Source extract:
>>>
The newspaper said the US operation was classified and therefore Pentagon and military officials declined to comment on the record. The Post report added that had the operation been successful, the news would have been announced.

“If we had killed him, we’d be bragging about it that same night,” the paper quoted a senior US official as saying.

In Sanaa, residents who spoke to The National said they had not seen or heard anything about the operation nor had they known of any airstrikes in the city on January 3.

“We didn’t hear any explosions that night, unless the raid was not that big or targeted him in the far northern outskirts; that is possible,” one resident said.

Shahlai was born in Iran’s Kermanshah province in 1957 and enlisted in the IRGC at the same time as Suleimani at the start of the Iran-Iraq war in in 1980.

When the war ended in 1988, Shahlai joined the Quds Force and also went by the name Hajj Yusuf.

The United States has offered up to $15 million for information on Shahlai, who is also designated a terrorist by the European Union, UK, Saudi Arabia and Bahrain.

The American Rewards for Justice website lists Shahlai as being behind the deaths of coalition forces in Iraq; a financier in Yemen; and being behind a 2011 plot to assassinate then Saudi ambassador to the US, Adel Al Jubeir.

A senior military official in the Yemeni army told The National that the government believes Shahlai entered Yemen on June 4, 2016, using a forged passport.

"Shahlai is the top Iranian commander leading the Houthi militia in Yemen," Col Yehya Abu Hatim, an adviser to Yemeni Defence Minister Brig Mohammed Al Makdashi, told The National. "He is the controller of the other Iranian and Lebanese military experts who are in charge of manufacturing and installing the Iranian-made missiles and drones in Sanaa and the other Houthi-held areas in Yemen."

Col Abu Hatim said Shahlai also worked alongside Houthi commander Yehya Al Qasmi Abu Ayman in the group’s electronic war unit to set targets and measure distances for rocket attacks.

Missiles are seen on display at an exhibition at an unidentified location in Yemen in this undated handout photo released by the Houthi Media Office on September 17, 2019. Houthi Media Office/Handout via REUTERS. ATTENTION EDITORS - THIS IMAGE HAS BEEN SUPPLIED BY A THIRD PARTY.
Missiles displayed at an exhibition at an unidentified location in Yemen in this undated handout photo released by the Houthi Media Office on September 17, 2019. Houthi Media Office/Handout via Reuters

He also over oversees the training of specialised Houthi rebel frogmen unit.

In 2016, the Hezbollah-run War Media Centre shared images and video of a training exercise by the Houthi militia’s new amphibious unit emerging from the sea in western Yemen wearing scuba diving equipment and toting assault rifles as they assault a beach.

“These kinds of training are carried out by Shahlai and his followers in two main bases in Hodeidah, the first base is located in Al Erq area near Al Saleef port north-west of Hodeidah and the other base is located in Al Dhahi area north-east of the port city of Hodiedah,” Col Abu Hatim said.

The defence adviser said Shahlai one of the Lebanese experts that Shahlai was working with in Yemen was a senior Hezbollah member called Abu Al Hasan Hamyia.

The Hezbollah commander trains Houthi militia units in manufacturing and installing land and sea mines, equipping explosives boats used to harass maritime traffic as well as planting landmines in the Hodeidah region.

On Shahlai’s whereabouts, Col Abu Hatim said that he has been shuttling between Hodeidah city and the mountains of Burra and Shameer as well as Al Mahwit province west of Sanaa.

The US Special Representative for Iran Brian Hook has said of of Shahlai: “The US is gravely concerned by his presence in Yemen and potential role in providing advanced weaponry of the kind we have interdicted to the Houthis.”
<<<
Tasks:
1. Revise the stretch of the report on Shahlai from "Missiles displayed at" through "assault a beach.", putting "seaborne" in place of "amphibious".
2. For each statement, say whether it agrees with the report on Shahlai, and quote the words that decide it. (a) Shahlai was born in Kermanshah province in 1957. (b) The United States has offered up to $25 million for information on Shahlai. (c) Residents of Sanaa said they heard explosions on the night of the operation.

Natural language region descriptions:
>>>
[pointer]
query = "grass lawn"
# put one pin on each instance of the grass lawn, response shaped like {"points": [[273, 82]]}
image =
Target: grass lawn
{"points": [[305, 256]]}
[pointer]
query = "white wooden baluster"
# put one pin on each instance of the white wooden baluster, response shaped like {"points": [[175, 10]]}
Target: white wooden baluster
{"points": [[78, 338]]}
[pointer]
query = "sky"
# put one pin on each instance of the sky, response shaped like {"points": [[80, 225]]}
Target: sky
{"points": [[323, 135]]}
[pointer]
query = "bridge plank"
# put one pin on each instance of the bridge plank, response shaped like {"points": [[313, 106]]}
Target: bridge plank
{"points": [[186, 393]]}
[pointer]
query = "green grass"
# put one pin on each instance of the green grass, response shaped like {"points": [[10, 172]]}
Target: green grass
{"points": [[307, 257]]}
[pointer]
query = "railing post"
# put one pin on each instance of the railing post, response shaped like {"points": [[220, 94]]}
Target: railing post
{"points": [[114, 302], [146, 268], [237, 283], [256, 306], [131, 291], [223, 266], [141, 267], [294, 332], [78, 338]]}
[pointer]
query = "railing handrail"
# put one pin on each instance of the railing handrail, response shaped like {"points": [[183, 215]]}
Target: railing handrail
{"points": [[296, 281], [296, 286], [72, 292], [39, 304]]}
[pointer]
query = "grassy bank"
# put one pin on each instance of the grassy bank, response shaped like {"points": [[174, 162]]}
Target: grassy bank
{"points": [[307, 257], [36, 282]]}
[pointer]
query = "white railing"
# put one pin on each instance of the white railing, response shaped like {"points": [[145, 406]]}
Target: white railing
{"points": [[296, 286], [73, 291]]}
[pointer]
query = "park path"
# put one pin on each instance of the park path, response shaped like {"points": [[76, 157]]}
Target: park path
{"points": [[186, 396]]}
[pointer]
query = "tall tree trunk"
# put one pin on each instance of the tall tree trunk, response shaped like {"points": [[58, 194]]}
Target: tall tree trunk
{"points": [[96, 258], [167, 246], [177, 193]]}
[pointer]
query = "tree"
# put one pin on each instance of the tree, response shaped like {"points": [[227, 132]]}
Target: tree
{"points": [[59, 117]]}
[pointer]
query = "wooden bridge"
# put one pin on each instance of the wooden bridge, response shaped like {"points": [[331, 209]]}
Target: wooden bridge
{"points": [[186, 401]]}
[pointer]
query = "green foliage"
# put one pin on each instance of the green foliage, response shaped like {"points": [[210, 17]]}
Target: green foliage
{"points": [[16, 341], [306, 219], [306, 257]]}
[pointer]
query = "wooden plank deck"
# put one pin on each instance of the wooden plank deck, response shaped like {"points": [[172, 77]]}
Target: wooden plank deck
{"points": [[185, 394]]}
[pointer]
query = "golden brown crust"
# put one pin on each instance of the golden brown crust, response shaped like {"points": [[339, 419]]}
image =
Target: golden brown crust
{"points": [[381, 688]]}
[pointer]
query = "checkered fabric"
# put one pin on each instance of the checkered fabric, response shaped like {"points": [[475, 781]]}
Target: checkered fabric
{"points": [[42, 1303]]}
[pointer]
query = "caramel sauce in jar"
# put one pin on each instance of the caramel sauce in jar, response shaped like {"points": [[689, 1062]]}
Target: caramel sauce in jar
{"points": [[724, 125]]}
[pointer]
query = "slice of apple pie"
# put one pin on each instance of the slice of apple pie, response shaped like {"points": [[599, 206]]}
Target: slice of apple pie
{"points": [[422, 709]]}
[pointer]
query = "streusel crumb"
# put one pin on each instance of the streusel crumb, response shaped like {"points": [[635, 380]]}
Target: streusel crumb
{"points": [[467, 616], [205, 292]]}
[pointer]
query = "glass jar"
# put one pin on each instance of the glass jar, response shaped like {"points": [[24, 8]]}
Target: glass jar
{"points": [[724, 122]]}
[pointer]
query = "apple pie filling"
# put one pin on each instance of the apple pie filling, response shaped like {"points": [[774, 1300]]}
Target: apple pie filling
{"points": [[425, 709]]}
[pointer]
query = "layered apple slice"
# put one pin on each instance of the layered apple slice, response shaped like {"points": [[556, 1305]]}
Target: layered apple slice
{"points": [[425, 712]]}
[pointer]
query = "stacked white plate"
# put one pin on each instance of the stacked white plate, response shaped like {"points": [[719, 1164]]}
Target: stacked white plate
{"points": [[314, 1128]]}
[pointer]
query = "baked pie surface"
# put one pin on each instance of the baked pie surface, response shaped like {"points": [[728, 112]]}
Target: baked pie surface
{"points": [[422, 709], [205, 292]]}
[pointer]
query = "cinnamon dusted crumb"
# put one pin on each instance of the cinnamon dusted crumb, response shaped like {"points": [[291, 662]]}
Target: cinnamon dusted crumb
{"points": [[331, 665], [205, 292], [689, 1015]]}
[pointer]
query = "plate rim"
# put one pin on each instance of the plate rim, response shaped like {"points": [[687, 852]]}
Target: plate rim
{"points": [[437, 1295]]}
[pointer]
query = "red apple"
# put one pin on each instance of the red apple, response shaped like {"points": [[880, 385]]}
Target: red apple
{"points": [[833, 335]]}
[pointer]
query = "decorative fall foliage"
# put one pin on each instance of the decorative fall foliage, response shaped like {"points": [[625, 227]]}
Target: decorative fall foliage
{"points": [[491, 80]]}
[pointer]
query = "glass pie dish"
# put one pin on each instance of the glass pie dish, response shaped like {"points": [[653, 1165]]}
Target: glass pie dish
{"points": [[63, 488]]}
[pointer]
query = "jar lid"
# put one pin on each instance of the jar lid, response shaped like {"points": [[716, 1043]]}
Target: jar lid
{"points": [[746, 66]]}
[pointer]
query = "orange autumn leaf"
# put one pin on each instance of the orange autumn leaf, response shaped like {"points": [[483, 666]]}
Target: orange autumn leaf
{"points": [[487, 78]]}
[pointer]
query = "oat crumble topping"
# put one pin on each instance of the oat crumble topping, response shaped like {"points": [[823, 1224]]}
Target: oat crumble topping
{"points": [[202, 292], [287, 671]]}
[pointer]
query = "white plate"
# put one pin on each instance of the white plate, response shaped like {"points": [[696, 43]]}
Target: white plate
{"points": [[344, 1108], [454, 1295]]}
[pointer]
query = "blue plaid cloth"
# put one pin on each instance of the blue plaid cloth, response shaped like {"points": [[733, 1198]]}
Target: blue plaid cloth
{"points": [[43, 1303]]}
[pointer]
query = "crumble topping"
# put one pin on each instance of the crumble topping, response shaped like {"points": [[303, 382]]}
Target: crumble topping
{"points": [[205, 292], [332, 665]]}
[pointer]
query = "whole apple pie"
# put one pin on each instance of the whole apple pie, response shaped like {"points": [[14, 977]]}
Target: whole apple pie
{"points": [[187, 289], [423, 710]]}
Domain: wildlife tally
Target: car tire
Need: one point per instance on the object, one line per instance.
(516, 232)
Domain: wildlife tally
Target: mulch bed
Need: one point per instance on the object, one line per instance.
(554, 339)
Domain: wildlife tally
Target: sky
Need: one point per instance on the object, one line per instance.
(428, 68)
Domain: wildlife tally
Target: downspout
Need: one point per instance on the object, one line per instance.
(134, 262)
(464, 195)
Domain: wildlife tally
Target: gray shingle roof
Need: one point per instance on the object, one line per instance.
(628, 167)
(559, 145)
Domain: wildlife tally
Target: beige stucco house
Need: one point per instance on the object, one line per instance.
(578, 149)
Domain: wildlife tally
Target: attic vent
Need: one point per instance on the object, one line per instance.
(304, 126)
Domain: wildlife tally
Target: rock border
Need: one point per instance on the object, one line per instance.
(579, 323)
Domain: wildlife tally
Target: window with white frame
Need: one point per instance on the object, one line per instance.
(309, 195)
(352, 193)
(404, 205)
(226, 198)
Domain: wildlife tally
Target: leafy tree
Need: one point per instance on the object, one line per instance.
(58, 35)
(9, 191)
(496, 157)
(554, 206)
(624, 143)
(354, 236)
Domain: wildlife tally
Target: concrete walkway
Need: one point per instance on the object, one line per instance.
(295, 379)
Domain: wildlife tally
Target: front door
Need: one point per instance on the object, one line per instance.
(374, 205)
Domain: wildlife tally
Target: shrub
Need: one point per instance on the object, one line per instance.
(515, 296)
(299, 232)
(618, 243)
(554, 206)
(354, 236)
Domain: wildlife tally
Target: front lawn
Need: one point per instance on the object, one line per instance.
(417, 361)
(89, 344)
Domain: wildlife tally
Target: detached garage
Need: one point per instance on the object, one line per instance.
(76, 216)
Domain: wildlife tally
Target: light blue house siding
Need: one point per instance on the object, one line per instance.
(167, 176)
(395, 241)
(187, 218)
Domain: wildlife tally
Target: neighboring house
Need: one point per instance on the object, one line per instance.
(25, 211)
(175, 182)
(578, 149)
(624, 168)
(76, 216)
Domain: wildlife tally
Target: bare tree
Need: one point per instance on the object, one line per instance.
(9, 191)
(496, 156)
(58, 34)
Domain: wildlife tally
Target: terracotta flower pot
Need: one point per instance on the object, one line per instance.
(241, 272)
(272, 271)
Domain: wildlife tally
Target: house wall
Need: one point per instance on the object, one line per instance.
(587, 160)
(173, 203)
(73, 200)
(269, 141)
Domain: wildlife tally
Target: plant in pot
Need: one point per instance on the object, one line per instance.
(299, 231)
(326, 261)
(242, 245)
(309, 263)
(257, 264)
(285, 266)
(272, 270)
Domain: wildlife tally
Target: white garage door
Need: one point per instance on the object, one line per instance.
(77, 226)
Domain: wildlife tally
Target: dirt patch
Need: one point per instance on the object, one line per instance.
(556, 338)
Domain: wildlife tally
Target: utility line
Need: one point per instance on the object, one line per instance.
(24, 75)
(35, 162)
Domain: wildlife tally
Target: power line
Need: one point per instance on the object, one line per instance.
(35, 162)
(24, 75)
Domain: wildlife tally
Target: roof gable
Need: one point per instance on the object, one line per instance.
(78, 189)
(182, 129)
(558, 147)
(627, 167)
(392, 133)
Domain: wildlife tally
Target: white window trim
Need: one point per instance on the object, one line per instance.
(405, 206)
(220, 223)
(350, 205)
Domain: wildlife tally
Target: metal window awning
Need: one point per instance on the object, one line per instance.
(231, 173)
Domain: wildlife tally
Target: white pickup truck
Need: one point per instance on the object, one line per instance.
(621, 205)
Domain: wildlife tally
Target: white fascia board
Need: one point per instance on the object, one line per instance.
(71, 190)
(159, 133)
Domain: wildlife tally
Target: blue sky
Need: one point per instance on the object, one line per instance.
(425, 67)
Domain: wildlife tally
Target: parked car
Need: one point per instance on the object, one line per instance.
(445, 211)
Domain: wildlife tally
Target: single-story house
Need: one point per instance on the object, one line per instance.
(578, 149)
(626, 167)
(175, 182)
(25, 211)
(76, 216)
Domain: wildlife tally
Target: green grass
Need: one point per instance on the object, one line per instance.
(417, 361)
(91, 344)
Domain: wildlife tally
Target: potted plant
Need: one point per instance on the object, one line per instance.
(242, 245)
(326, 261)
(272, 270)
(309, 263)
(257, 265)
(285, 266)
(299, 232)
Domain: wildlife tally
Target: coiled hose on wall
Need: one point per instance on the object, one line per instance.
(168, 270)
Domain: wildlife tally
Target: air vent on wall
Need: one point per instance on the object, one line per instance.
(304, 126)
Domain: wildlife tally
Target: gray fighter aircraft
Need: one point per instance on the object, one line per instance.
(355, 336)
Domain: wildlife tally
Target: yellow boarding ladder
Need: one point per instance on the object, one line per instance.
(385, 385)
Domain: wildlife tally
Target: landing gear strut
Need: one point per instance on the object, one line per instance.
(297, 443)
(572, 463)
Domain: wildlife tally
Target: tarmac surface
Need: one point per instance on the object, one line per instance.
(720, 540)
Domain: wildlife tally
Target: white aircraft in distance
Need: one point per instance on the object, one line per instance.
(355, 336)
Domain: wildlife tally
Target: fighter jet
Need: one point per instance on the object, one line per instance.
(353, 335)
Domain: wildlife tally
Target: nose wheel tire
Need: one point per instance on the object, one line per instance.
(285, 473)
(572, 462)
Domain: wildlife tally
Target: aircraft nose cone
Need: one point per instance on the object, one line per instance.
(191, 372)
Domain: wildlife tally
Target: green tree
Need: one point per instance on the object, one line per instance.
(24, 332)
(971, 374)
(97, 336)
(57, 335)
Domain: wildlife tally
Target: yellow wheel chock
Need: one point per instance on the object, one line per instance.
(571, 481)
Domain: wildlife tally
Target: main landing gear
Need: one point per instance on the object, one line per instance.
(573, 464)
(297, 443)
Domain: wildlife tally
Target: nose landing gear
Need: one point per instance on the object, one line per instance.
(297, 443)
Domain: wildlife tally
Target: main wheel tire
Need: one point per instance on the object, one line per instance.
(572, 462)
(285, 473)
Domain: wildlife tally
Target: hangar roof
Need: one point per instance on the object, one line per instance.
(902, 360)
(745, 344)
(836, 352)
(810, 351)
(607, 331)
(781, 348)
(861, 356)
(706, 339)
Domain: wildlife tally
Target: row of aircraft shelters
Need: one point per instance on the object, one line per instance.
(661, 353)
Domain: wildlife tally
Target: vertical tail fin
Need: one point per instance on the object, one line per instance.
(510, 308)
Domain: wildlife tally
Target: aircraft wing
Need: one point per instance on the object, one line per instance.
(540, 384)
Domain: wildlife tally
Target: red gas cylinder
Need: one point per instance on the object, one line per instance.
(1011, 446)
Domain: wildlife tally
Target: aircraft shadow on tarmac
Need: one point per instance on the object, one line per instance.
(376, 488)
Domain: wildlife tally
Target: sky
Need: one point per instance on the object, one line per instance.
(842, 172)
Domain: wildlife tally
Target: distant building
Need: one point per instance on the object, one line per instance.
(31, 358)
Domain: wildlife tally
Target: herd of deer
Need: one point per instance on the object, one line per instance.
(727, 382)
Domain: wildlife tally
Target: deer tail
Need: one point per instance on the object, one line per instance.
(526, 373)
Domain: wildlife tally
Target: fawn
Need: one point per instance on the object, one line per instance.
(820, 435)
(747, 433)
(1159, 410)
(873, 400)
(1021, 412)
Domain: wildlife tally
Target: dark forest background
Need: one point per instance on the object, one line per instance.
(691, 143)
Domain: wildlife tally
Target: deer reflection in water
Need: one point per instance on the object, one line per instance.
<<<
Task responses:
1.
Missiles displayed at an exhibition at an unidentified location in Yemen in this undated handout photo released by the Houthi Media Office on September 17, 2019. Houthi Media Office/Handout via Reuters

He also over oversees the training of specialised Houthi rebel frogmen unit.

In 2016, the Hezbollah-run War Media Centre shared images and video of a training exercise by the Houthi militia’s new seaborne unit emerging from the sea in western Yemen wearing scuba diving equipment and toting assault rifles as they assault a beach.

2.
(a) Yes: "Shahlai was born in Iran’s Kermanshah province in 1957"
(b) No: "The United States has offered up to $15 million for information on Shahlai"
(c) No: "We didn’t hear any explosions that night"